Materials provided: Begin

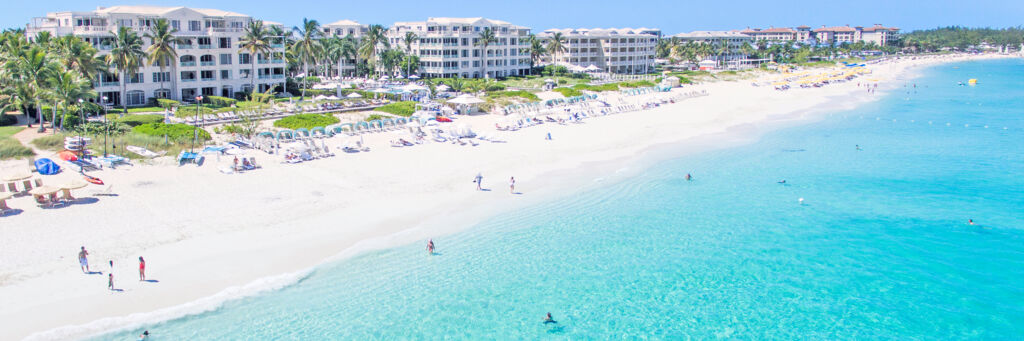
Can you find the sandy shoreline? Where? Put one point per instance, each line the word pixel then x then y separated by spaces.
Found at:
pixel 203 231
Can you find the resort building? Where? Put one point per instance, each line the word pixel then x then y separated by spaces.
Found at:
pixel 449 47
pixel 613 50
pixel 342 29
pixel 209 59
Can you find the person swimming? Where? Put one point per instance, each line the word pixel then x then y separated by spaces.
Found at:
pixel 548 320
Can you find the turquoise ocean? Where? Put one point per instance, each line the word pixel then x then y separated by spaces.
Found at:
pixel 881 248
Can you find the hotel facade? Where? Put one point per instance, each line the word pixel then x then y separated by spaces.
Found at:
pixel 613 50
pixel 209 62
pixel 449 47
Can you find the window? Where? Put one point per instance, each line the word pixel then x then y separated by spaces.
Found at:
pixel 135 79
pixel 162 77
pixel 136 97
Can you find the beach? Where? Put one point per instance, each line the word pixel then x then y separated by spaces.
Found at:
pixel 204 232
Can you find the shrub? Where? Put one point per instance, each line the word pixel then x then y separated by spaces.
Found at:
pixel 176 131
pixel 7 120
pixel 307 121
pixel 221 101
pixel 568 92
pixel 137 120
pixel 167 103
pixel 11 148
pixel 404 109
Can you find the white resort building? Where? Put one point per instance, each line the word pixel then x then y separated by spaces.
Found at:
pixel 613 50
pixel 342 29
pixel 209 59
pixel 449 47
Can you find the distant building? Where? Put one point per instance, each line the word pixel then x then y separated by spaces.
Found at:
pixel 448 47
pixel 613 50
pixel 209 59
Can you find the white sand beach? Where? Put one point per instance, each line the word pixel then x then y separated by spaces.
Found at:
pixel 211 236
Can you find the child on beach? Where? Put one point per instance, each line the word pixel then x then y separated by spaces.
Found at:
pixel 83 260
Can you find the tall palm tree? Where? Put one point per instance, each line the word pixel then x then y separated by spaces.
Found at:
pixel 29 70
pixel 410 38
pixel 556 45
pixel 161 50
pixel 68 87
pixel 536 49
pixel 486 38
pixel 375 38
pixel 255 39
pixel 126 56
pixel 307 47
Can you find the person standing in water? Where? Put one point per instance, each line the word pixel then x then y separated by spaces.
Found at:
pixel 83 260
pixel 141 268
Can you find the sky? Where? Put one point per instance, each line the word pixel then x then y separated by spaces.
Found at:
pixel 671 16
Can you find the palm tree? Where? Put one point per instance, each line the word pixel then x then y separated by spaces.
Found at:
pixel 126 56
pixel 486 38
pixel 375 38
pixel 411 38
pixel 161 48
pixel 29 70
pixel 307 47
pixel 255 39
pixel 536 50
pixel 68 87
pixel 556 45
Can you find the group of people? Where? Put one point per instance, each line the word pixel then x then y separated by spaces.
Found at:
pixel 83 261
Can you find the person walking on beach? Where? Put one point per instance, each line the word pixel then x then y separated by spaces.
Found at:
pixel 83 260
pixel 141 268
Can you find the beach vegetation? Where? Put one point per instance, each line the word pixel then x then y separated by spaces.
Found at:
pixel 307 121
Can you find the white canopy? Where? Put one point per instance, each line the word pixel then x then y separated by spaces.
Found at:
pixel 466 99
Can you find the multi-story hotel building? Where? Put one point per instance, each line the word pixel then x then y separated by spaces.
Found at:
pixel 209 62
pixel 448 47
pixel 342 29
pixel 614 50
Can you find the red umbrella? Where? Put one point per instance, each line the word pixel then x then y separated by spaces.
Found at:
pixel 68 156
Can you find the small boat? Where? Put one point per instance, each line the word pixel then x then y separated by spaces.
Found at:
pixel 93 179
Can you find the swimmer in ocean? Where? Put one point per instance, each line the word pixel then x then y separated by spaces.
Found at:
pixel 549 320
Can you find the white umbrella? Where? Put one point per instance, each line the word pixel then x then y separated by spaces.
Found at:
pixel 466 99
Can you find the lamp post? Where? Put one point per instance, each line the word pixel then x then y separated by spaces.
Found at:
pixel 192 148
pixel 105 127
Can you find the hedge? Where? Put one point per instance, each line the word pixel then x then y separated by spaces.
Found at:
pixel 137 120
pixel 403 109
pixel 307 121
pixel 174 131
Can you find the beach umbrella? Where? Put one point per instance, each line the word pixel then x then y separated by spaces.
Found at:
pixel 22 175
pixel 43 190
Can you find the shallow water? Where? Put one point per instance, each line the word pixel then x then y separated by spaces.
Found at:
pixel 880 250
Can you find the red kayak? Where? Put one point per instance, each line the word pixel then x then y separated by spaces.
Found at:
pixel 93 179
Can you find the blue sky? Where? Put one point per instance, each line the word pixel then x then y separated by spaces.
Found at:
pixel 671 16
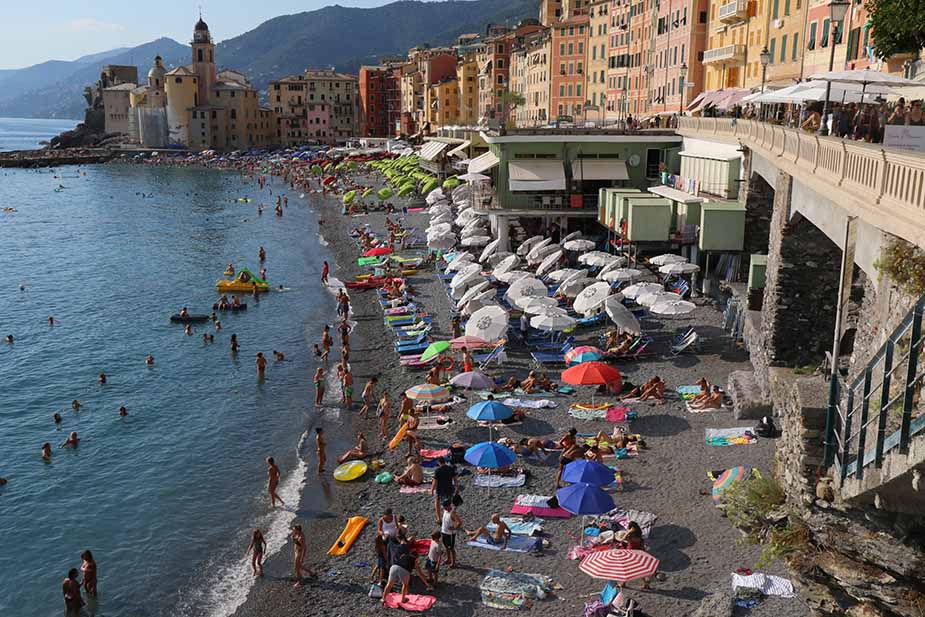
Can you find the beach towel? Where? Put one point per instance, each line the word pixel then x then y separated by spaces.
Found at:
pixel 768 584
pixel 538 505
pixel 515 544
pixel 730 436
pixel 498 481
pixel 414 603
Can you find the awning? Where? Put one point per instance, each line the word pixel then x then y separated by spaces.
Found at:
pixel 536 175
pixel 483 163
pixel 460 150
pixel 599 169
pixel 432 150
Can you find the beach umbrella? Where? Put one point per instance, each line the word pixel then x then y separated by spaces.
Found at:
pixel 578 245
pixel 727 479
pixel 427 392
pixel 548 263
pixel 621 565
pixel 490 454
pixel 472 380
pixel 619 275
pixel 583 498
pixel 673 307
pixel 634 291
pixel 434 349
pixel 489 323
pixel 525 288
pixel 591 374
pixel 667 258
pixel 577 355
pixel 378 251
pixel 591 298
pixel 621 316
pixel 588 472
pixel 471 342
pixel 490 248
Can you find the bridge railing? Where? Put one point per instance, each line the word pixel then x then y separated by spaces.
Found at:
pixel 871 172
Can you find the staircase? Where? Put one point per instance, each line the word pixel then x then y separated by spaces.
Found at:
pixel 876 431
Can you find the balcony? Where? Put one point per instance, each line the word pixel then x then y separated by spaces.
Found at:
pixel 733 12
pixel 728 54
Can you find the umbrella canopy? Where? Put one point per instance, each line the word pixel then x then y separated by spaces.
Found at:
pixel 488 323
pixel 620 565
pixel 490 411
pixel 434 349
pixel 427 392
pixel 588 472
pixel 679 268
pixel 591 298
pixel 583 498
pixel 621 316
pixel 578 245
pixel 577 355
pixel 473 380
pixel 490 454
pixel 591 374
pixel 673 307
pixel 667 258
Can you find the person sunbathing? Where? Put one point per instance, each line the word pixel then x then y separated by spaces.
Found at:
pixel 499 537
pixel 413 475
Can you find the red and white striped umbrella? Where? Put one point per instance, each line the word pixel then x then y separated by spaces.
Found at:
pixel 619 565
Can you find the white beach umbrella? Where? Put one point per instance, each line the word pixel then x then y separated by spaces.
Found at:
pixel 489 323
pixel 673 307
pixel 527 244
pixel 591 298
pixel 679 268
pixel 472 292
pixel 620 275
pixel 634 291
pixel 667 258
pixel 549 262
pixel 578 245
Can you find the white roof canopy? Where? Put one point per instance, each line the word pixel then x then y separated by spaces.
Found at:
pixel 536 175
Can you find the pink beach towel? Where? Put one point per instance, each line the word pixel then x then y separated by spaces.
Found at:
pixel 413 603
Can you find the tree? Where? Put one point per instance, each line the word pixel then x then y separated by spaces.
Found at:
pixel 897 26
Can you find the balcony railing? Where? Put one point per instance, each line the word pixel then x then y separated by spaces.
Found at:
pixel 729 54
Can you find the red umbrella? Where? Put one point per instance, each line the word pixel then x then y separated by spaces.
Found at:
pixel 592 374
pixel 619 565
pixel 379 251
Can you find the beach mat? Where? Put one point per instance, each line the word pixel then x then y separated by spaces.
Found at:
pixel 413 603
pixel 515 544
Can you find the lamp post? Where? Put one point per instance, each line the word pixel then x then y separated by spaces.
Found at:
pixel 837 11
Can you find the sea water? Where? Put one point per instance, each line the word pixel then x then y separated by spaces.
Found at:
pixel 166 497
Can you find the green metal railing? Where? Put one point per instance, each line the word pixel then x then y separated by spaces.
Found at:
pixel 881 409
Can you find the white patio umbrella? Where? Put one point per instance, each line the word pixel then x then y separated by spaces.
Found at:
pixel 489 323
pixel 620 275
pixel 578 245
pixel 634 291
pixel 621 316
pixel 673 307
pixel 549 262
pixel 667 258
pixel 679 268
pixel 591 298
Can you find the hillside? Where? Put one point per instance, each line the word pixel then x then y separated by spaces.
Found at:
pixel 335 36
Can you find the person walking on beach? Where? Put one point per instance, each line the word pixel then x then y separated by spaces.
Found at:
pixel 321 444
pixel 273 482
pixel 256 548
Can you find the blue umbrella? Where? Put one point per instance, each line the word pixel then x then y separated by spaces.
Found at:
pixel 583 498
pixel 490 454
pixel 490 411
pixel 588 472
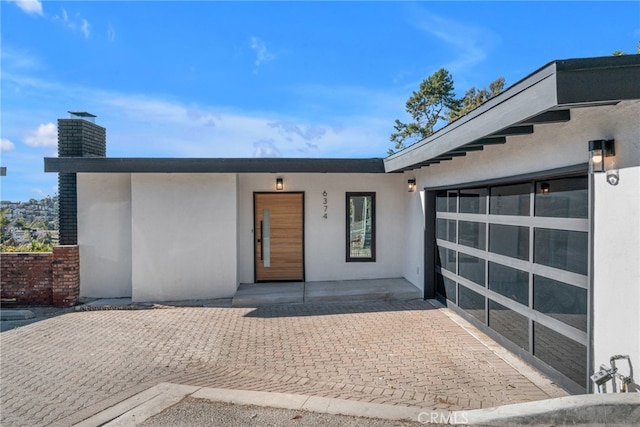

Materials provided: End

* [Exercise brief]
Give again, please, precisely the lines that begin the records and run through the line with "Can you find the hotel" in it, keeping both end lines and dropping any pictures.

* [Solution to the problem]
Can you find the sandy shoreline? Where? Put one point per instance, each line the word pixel then x then y separated by spaces.
Found at:
pixel 203 231
Can you find the resort building? Where? Put one point per instance, each line the word pixel then x then y separated by spaces.
Found at:
pixel 449 47
pixel 613 50
pixel 342 29
pixel 209 59
Can you find the person swimming? Where? Put one point per instance, each line the word pixel then x then y separated by spaces.
Found at:
pixel 548 320
Can you find the turquoise ocean? Where? Put one point per instance, each line the word pixel then x then y separated by spaces.
Found at:
pixel 881 248
Can you find the hotel facade? Where? Put one point per instance, each line the word pixel then x then y separated by spaces.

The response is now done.